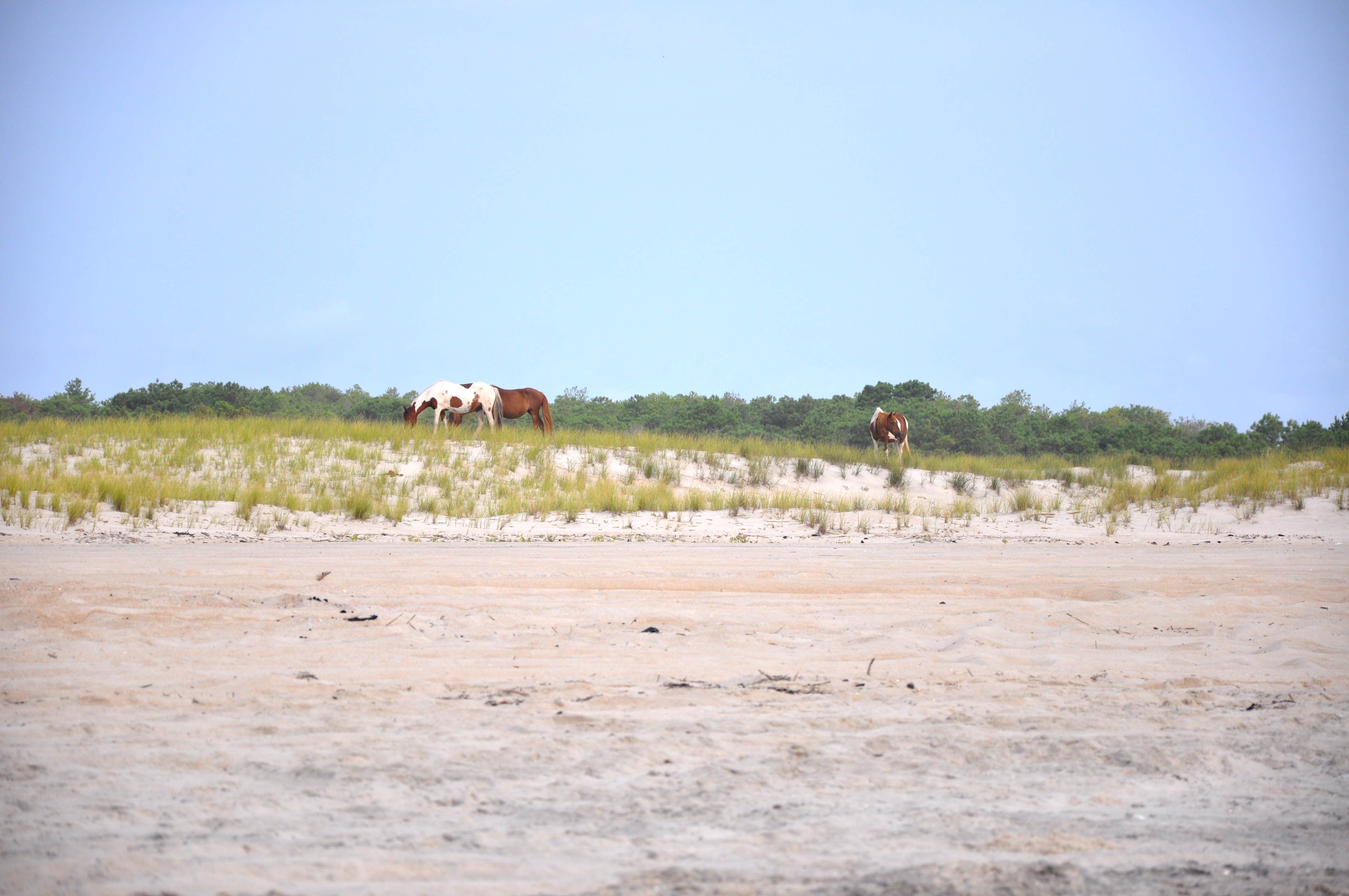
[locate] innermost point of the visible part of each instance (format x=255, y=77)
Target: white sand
x=1089, y=717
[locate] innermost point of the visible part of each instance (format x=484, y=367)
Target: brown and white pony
x=891, y=430
x=446, y=397
x=517, y=403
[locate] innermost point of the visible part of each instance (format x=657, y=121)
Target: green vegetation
x=939, y=423
x=269, y=473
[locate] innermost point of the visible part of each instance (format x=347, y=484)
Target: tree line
x=938, y=422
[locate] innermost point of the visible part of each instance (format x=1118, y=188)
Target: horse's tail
x=547, y=415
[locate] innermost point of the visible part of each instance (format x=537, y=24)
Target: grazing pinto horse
x=517, y=403
x=446, y=397
x=891, y=430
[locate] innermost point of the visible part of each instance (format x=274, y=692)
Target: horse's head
x=412, y=411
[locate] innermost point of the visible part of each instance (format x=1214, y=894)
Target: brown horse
x=891, y=430
x=517, y=403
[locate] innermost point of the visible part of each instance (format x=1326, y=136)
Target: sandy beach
x=807, y=717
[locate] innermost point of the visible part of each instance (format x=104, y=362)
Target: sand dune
x=810, y=718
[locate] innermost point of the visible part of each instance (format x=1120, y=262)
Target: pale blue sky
x=1107, y=203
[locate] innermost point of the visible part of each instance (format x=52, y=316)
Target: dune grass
x=276, y=470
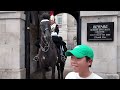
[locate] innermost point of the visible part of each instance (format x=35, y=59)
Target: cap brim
x=68, y=53
x=74, y=53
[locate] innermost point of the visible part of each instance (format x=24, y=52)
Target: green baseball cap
x=81, y=51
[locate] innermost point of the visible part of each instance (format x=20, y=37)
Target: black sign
x=103, y=31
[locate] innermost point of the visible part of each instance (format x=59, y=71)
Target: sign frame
x=101, y=31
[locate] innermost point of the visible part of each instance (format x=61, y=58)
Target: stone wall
x=12, y=45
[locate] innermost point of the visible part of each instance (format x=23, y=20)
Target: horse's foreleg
x=53, y=73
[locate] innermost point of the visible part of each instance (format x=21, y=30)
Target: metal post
x=27, y=45
x=79, y=29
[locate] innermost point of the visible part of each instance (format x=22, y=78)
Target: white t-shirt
x=74, y=75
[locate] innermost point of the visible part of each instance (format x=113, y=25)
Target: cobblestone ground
x=37, y=75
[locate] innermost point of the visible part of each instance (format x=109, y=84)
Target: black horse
x=49, y=55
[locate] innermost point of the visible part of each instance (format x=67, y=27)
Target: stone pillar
x=106, y=59
x=12, y=45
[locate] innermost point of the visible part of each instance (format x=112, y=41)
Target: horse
x=49, y=55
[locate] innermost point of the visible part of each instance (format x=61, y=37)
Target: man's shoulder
x=97, y=76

──────────────────────────────

Work to complete: Could you rewrite every line from the one containing "(format x=67, y=27)" through the end of the records, requests included, with 93 added to each coordinate in the answer points? Leave the coordinates in the requests' format samples unchanged.

Finished answer:
[locate] innermost point of the visible part of each instance (format x=67, y=27)
Target: stone pillar
x=199, y=152
x=105, y=138
[locate] innermost point of the visible part of each instance (format x=112, y=41)
Target: horse
x=142, y=148
[locate] innermost point of the visible part of each instance (format x=61, y=37)
Target: man's shoulder
x=190, y=169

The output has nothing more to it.